» Your goal
Transcribe the listing verbatim. Do not carry over any pictures.

[Object pointing dataset rows]
—————

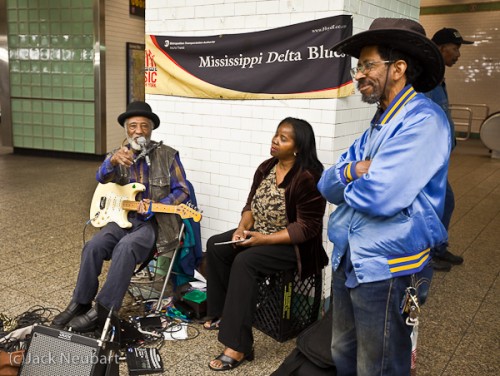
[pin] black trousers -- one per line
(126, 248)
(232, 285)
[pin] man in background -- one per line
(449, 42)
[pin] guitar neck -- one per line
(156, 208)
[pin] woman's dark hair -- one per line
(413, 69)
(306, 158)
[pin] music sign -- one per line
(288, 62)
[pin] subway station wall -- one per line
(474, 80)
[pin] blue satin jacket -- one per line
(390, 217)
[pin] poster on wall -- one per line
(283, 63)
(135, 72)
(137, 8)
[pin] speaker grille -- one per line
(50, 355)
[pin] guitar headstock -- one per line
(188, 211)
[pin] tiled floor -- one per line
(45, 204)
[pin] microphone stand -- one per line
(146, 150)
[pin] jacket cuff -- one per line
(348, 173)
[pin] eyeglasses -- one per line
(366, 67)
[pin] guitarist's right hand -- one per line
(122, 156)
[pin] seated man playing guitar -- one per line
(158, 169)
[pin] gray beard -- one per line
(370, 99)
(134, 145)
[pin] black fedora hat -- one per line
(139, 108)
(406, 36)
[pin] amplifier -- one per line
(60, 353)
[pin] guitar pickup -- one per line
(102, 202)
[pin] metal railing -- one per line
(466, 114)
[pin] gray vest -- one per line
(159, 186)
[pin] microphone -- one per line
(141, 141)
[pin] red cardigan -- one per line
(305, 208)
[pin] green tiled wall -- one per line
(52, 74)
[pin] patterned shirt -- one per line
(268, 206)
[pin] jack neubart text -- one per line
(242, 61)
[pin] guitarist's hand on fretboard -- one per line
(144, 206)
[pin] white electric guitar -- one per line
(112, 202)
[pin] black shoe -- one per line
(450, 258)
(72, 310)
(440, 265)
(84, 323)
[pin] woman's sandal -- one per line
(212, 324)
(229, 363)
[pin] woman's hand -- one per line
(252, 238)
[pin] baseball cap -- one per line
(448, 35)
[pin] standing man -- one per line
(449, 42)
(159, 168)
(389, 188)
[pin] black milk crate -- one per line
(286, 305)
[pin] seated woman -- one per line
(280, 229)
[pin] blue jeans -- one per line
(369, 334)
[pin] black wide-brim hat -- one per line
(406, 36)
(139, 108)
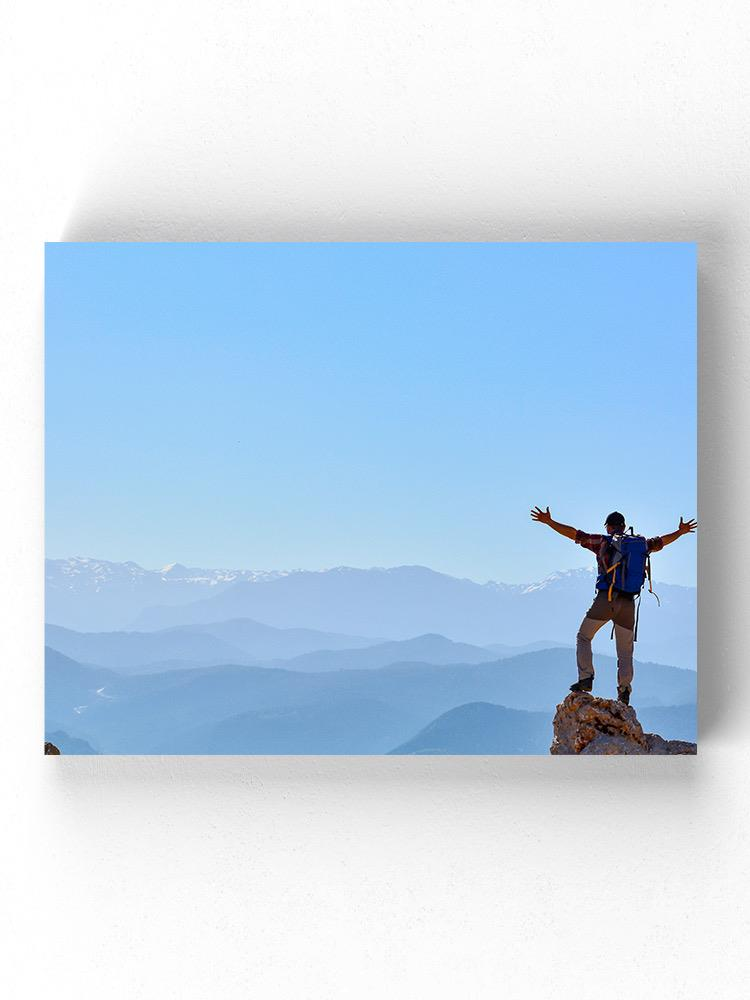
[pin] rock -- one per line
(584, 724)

—————

» Exercise answer
[pin] black trousers -- one per line
(126, 248)
(232, 285)
[pin] man in background -- one per line
(449, 42)
[pin] guitar neck -- one per line
(156, 208)
[pin] woman's dark hair -- one per line
(413, 69)
(306, 158)
[pin] music sign -- one per line
(288, 62)
[pin] subway station wall -- one per line
(474, 80)
[pin] blue satin jacket -- one per line
(390, 217)
[pin] poster on wall -- one per line
(283, 63)
(135, 72)
(137, 8)
[pin] speaker grille -- one per line
(50, 355)
[pin] guitar headstock -- one per line
(188, 211)
[pin] tiled floor -- one per line
(45, 204)
[pin] microphone stand -- one per line
(146, 150)
[pin] jacket cuff -- one per line
(348, 173)
[pin] eyeglasses -- one per line
(366, 67)
[pin] guitarist's right hand -- one per line
(122, 156)
[pin] seated man playing guitar -- one per line
(158, 169)
[pin] gray beard -- one per line
(370, 99)
(134, 145)
[pin] black fedora hat -- one per line
(139, 108)
(406, 36)
[pin] amplifier -- one per line
(60, 353)
[pin] guitar pickup -- one per line
(102, 202)
[pin] metal railing -- one per line
(466, 114)
[pin] gray vest -- one per line
(159, 186)
[pin] microphone -- one per line
(141, 141)
[pin] red cardigan -- one per line
(305, 208)
[pin] green tiled wall -- one per line
(52, 74)
[pin] patterned shirt -- one per line
(268, 206)
[pin] jack neubart text -- one per line
(242, 61)
[pin] guitarist's hand on fretboard -- one per line
(144, 206)
[pin] white electric guitar -- one per line
(112, 202)
[pin] black shoe -- one per line
(450, 258)
(72, 310)
(440, 265)
(84, 323)
[pin] woman's sandal -- one per line
(212, 324)
(229, 363)
[pin] woman's hand -- one per line
(252, 238)
[pin] baseball cap -- one per line
(448, 35)
[pin] standing man -- one per line
(449, 42)
(159, 168)
(389, 188)
[pin] black milk crate -- one per line
(286, 305)
[pin] seated woman -- one per line
(280, 229)
[pin] blue jeans -- one per line
(369, 334)
[pin] black wide-brim hat -- one per line
(406, 36)
(139, 108)
[pin] rock -- one per line
(584, 724)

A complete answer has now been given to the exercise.